# start of Excerpted records
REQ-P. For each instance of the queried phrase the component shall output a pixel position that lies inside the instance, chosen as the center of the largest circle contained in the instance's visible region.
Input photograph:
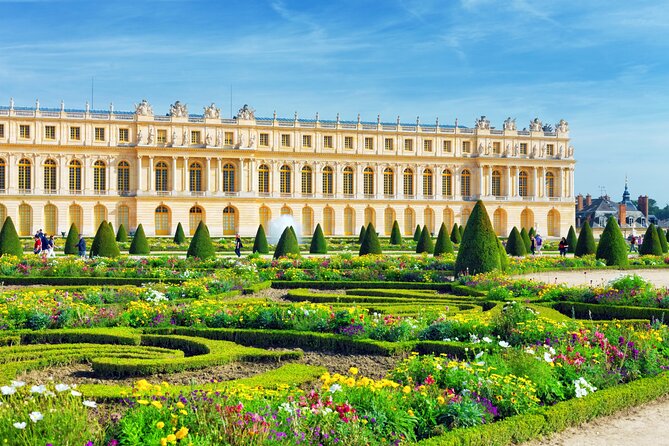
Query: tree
(9, 239)
(479, 251)
(139, 245)
(612, 247)
(395, 234)
(571, 240)
(586, 242)
(370, 245)
(425, 242)
(318, 243)
(515, 245)
(201, 246)
(179, 236)
(260, 241)
(104, 244)
(72, 240)
(443, 244)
# end of Excerpted records
- _What you have to do_:
Set down every line of the material above word for word, leaving out the pictures.

- _Task output_:
REQ-P. For each instance of the queried phrase the component shall output a pixel position that lies inside the instance, chosen as the center of the largest circle contained in the instance's visible region.
Input photograph:
Query: tree
(9, 239)
(479, 251)
(139, 245)
(612, 247)
(395, 234)
(571, 240)
(586, 242)
(370, 245)
(425, 242)
(318, 243)
(515, 245)
(201, 246)
(179, 236)
(260, 241)
(104, 244)
(72, 240)
(443, 244)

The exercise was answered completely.